▸ **The exercise**
Reproduce every entry exactly, without alteration.
+++ Listed records +++
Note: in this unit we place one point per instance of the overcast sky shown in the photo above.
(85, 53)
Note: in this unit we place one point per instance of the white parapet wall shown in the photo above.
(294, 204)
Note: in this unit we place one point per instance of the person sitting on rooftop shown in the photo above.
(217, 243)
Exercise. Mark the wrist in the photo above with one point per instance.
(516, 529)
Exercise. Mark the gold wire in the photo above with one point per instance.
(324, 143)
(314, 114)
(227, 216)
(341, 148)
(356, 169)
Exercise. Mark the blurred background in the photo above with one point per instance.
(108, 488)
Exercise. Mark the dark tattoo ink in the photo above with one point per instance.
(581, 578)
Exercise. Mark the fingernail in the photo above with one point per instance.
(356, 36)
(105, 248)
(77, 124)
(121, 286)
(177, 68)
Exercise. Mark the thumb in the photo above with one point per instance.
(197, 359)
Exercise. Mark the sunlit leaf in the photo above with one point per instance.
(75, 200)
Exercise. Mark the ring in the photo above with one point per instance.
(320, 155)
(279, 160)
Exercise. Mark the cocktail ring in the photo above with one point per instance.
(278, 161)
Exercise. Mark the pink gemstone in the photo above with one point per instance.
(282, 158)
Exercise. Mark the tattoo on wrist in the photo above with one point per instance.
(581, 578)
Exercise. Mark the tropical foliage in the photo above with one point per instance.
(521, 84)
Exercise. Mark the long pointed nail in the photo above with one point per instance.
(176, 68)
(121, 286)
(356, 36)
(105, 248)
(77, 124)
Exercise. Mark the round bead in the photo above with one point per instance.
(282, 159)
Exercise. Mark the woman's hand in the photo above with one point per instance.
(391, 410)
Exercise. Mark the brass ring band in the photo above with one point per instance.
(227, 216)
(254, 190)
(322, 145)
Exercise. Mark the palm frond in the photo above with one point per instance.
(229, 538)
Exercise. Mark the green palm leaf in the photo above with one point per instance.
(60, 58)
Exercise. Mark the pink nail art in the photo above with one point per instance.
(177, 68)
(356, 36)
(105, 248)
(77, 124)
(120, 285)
+++
▸ **Task response**
Note: in this unit we place one point per instance of the overcast sky shown in the photo above.
(85, 53)
Note: in this unit we place one point per instance of the white parapet wall shown in the photo above.
(294, 204)
Note: in this unit we place one point per instance of the person sitting on rooftop shown in the photo above.
(217, 243)
Exercise. Mark the wrist in the photo above with one point per instance.
(516, 529)
Exercise. Mark the gold wire in the photo above with one point per instance.
(324, 143)
(314, 114)
(227, 216)
(341, 148)
(356, 169)
Exercise. Mark the blurred background in the photo above with one point per instance.
(108, 488)
Exercise. Mark the dark tattoo ink in the photo above with one point per instance.
(581, 578)
Exercise. Mark the fingernail in the photo above with one point per instance.
(356, 36)
(105, 248)
(77, 124)
(121, 286)
(177, 68)
Exercise. Mark the thumb in the photo above with one point per instance.
(197, 359)
Exercise. Mark the sunlit leaf in the photo above with one point per instance.
(75, 200)
Exercise. Mark the ring in the photo above with one point per instance.
(320, 155)
(279, 160)
Exercise. Mark the cocktail ring in the photo above with one point per instance.
(278, 161)
Exercise. Mark the pink gemstone in the photo above with one point per instance.
(282, 158)
Exercise. Mark the tattoo on wrist in the photo above with one point per instance.
(581, 578)
Exercise. Mark the tropical foliage in the photo above with one point per instance.
(521, 84)
Exercise. Mark the long pointed nail in the photo above with one point per instance.
(176, 68)
(121, 286)
(356, 36)
(105, 248)
(77, 124)
Exercise. Mark the round bead in the photo above with one point per instance.
(282, 159)
Exercise. Mark the woman's hand in the photo above with one point per instance.
(391, 410)
Exercise. Mark the brass ring band in the photo above with one point per instance.
(227, 216)
(254, 190)
(322, 145)
Exercise. Mark the palm frond in the photo above with one point per instance.
(229, 538)
Exercise. Mark the green palm leaf in the photo above with one point per instance.
(60, 58)
Exercise. Mark the pink nail art in the photo above with one point per instance.
(177, 68)
(356, 36)
(105, 248)
(77, 124)
(120, 285)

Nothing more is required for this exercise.